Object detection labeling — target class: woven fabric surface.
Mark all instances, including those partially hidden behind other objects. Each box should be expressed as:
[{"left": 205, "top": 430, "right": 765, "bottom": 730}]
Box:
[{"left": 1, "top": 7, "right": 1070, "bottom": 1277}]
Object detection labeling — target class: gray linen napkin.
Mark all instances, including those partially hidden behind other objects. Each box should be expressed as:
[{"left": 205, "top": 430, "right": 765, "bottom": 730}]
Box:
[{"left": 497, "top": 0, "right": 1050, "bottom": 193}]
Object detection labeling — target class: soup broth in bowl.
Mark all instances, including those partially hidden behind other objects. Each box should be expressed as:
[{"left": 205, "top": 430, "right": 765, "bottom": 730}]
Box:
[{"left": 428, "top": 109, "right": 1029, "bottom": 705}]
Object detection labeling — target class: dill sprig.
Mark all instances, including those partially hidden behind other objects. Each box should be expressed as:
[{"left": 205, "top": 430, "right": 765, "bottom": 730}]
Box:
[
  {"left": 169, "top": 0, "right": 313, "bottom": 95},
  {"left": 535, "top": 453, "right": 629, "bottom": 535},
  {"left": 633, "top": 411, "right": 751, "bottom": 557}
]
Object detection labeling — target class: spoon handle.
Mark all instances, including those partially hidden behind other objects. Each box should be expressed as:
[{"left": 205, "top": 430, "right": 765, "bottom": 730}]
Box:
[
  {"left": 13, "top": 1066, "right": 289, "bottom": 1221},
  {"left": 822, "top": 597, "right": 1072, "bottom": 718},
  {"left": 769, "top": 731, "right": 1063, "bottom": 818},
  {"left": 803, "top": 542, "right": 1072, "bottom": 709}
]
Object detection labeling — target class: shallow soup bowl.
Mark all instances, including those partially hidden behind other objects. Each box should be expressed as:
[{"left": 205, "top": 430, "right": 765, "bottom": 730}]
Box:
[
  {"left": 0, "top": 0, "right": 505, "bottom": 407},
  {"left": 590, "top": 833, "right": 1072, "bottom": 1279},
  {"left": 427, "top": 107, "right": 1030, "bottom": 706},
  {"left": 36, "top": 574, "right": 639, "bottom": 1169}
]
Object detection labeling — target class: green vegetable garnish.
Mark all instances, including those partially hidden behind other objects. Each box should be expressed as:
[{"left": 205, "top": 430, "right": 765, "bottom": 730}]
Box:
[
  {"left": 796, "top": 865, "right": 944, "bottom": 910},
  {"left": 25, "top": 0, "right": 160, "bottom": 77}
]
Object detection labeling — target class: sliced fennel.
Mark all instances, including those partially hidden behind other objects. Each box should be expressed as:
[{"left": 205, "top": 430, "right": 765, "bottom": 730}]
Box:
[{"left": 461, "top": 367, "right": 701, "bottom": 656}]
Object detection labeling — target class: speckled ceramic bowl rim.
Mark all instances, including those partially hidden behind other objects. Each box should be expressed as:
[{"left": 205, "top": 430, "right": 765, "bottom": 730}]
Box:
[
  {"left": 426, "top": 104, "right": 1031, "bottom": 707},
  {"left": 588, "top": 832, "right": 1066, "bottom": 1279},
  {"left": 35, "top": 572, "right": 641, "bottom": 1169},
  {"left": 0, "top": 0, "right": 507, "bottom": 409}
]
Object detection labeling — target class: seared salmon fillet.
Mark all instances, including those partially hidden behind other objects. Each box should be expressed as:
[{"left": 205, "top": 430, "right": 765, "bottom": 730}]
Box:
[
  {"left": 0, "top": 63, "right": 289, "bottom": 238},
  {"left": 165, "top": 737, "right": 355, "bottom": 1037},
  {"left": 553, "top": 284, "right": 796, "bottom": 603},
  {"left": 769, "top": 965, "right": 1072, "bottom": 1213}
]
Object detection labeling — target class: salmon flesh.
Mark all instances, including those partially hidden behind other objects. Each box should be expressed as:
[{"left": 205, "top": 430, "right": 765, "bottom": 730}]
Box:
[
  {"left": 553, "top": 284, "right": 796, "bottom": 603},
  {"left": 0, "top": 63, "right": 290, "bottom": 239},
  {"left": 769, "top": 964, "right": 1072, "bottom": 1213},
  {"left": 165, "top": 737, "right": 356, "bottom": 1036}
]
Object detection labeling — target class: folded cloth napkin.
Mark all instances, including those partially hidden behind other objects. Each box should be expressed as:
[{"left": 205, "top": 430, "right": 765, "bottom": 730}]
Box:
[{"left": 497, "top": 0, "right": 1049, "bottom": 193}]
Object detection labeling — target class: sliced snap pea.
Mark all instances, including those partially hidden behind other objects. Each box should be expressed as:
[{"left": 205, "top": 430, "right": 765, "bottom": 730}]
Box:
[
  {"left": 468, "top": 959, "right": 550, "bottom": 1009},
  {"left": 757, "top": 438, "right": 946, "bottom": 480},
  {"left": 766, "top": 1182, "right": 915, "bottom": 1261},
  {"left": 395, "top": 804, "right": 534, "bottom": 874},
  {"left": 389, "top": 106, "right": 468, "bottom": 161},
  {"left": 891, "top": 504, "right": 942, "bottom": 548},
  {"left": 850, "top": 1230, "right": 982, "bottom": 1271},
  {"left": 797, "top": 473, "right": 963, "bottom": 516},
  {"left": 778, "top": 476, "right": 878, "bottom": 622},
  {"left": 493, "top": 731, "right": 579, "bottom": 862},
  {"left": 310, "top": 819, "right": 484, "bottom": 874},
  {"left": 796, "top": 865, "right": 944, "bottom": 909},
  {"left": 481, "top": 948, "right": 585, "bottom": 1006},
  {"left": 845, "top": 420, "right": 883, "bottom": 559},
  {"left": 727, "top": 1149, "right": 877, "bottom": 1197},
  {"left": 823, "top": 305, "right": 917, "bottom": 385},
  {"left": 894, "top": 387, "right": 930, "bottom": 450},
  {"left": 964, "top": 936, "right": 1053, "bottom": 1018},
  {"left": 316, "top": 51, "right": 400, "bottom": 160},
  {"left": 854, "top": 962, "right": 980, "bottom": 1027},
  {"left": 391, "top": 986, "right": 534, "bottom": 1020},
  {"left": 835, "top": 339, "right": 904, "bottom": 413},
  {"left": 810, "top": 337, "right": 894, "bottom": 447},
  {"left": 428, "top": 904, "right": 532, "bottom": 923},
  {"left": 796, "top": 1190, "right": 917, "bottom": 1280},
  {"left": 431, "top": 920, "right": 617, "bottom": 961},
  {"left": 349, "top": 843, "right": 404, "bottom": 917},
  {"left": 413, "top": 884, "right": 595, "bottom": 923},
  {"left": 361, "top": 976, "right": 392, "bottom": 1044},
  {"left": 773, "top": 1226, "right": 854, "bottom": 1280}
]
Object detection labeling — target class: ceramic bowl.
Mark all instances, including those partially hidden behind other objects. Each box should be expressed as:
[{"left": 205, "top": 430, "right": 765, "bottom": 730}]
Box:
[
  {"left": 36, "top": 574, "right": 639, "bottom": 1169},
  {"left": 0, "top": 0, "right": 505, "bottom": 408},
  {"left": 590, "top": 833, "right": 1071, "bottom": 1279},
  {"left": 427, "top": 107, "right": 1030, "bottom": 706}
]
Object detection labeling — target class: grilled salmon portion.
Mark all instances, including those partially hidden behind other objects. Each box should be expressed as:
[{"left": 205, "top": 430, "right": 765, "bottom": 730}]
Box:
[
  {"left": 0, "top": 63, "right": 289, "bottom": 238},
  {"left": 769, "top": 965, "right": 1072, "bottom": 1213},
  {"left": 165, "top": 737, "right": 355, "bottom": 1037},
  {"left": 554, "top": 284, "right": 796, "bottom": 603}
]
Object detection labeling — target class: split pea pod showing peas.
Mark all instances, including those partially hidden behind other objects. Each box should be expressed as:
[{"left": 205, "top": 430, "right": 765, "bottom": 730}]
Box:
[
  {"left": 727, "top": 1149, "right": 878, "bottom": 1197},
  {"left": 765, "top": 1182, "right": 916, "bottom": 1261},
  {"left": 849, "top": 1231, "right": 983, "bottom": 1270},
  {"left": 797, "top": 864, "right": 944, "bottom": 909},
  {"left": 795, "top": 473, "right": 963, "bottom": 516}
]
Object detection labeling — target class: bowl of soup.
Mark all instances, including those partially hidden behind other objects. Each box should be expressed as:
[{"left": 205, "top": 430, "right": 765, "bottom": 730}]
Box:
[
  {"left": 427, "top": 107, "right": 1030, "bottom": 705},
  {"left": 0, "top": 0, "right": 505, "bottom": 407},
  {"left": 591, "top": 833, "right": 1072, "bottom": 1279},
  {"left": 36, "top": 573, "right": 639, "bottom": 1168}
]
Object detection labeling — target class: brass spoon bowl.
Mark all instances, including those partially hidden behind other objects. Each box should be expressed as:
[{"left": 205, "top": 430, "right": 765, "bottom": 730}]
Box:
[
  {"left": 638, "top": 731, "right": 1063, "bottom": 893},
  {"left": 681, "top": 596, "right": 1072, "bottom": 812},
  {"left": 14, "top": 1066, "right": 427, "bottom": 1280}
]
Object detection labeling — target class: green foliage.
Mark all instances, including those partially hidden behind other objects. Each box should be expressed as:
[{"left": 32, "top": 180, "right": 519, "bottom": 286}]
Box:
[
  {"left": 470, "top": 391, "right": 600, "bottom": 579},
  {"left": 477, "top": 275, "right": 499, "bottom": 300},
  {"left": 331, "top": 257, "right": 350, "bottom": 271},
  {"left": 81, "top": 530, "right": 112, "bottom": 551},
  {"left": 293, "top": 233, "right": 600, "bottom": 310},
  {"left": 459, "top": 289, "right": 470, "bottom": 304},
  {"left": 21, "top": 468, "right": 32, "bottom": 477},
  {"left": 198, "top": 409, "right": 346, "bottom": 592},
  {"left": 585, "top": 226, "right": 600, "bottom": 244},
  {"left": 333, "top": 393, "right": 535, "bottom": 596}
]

Task requirements: Whenever a line of the data above holds the word "soup", it counts once; report the total number of such lines and nothing more.

Answer: 3